The easy, but expensive, option is to eat commercially prepared and nutritionally balanced freeze dried meals. In NZ where tramping and/or adventure racing are national pastimes for 20% of the population, there are an ever increasing number of options out there. You may have heard of Backcountry Cuisine, but there's also Radix, Real Meals, and Local Dehy.

The cheaper option is to do it yourself, and for that you will need to get hold of a dehydrator, though you can use an oven on the lowest heat setting with the door propped open a little to allow airflow and the escape of steam.

For me, I like to have variety, so I've created a number of meals that I've found filling, tasty and nutritious. 

The first is one of the meals I created for the Bibbulmun and I'm still eating it: 

Miso soup with tuna and soba noodles. Soba noodles take next to no time to cook, tuna dehydrates really well, and rehydrates as easily, miso sachets come in a packet of 12 for less than $2, and I now use half a sheet of nori per meal. This adds iodine and micronutrients. I also now add some dehydrated mushrooms (easily bought at most supermarkets) and dehydrated vegetables.

# [DATA EXTRACT]
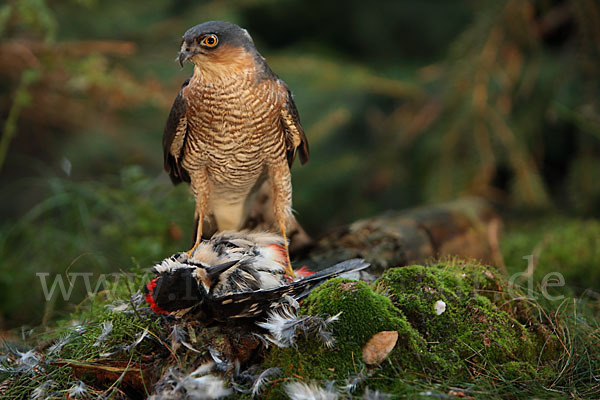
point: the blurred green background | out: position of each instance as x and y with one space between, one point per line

# [PROBLEMS]
A. From the trail meals text, extract the passage that begins at the words "The cheaper option" and stops after "and dehydrated vegetables.".
B. According to the trail meals text, why should the oven door be propped open a little when an oven is used in place of a dehydrator?

# [TASK-BY-TASK ANSWERS]
A.
The cheaper option is to do it yourself, and for that you will need to get hold of a dehydrator, though you can use an oven on the lowest heat setting with the door propped open a little to allow airflow and the escape of steam.

For me, I like to have variety, so I've created a number of meals that I've found filling, tasty and nutritious. 

The first is one of the meals I created for the Bibbulmun and I'm still eating it: 

Miso soup with tuna and soba noodles. Soba noodles take next to no time to cook, tuna dehydrates really well, and rehydrates as easily, miso sachets come in a packet of 12 for less than $2, and I now use half a sheet of nori per meal. This adds iodine and micronutrients. I also now add some dehydrated mushrooms (easily bought at most supermarkets) and dehydrated vegetables.

B. Propping the door open lets air flow through the oven and lets steam escape.